**Activity**
Take each line from the entries that holds "outcrop" and copy it out.

[Data entries]
########################################

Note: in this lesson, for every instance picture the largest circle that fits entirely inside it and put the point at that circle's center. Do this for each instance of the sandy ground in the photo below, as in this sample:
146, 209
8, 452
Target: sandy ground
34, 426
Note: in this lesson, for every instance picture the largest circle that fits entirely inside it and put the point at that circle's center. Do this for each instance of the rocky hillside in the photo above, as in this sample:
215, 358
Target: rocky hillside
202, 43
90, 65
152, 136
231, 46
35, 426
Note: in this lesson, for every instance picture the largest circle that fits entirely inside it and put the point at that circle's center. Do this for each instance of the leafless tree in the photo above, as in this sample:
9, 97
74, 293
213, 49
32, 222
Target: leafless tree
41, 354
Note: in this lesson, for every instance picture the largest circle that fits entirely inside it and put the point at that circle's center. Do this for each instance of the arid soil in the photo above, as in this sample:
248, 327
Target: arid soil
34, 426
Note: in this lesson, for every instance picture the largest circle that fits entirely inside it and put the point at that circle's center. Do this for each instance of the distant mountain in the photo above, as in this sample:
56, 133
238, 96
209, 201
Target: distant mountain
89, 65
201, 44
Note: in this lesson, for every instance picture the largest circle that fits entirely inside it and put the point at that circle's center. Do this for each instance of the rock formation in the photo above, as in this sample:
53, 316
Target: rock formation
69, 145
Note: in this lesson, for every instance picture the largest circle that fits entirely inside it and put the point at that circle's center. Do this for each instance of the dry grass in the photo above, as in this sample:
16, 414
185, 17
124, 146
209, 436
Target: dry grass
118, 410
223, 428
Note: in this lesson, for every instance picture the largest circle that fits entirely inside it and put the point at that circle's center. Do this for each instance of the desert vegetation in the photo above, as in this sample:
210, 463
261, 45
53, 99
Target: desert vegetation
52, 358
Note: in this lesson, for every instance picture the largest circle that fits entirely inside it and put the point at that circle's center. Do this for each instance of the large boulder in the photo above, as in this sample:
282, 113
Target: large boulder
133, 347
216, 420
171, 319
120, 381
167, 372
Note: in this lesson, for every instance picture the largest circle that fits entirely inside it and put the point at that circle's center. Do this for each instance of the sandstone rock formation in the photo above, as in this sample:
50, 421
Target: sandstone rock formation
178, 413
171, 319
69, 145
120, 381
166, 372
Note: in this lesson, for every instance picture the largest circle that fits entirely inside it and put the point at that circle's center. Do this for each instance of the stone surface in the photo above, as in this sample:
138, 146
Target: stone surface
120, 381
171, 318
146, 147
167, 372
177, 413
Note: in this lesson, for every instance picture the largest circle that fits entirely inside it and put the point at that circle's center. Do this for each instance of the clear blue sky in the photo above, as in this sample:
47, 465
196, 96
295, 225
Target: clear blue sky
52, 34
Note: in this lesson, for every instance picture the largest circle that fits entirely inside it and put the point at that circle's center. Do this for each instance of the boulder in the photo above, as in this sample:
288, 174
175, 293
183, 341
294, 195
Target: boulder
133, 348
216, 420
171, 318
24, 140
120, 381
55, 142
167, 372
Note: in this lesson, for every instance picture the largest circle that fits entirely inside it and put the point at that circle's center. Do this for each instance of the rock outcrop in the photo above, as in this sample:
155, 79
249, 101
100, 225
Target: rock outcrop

########################################

**Answer box**
Note: in this lesson, for every instance picture the largest circle that fits entirely inside it and put the point at that circle's center. Do this for each instance of the rock outcrop in the photo above, as in this sample:
Target: rock outcrop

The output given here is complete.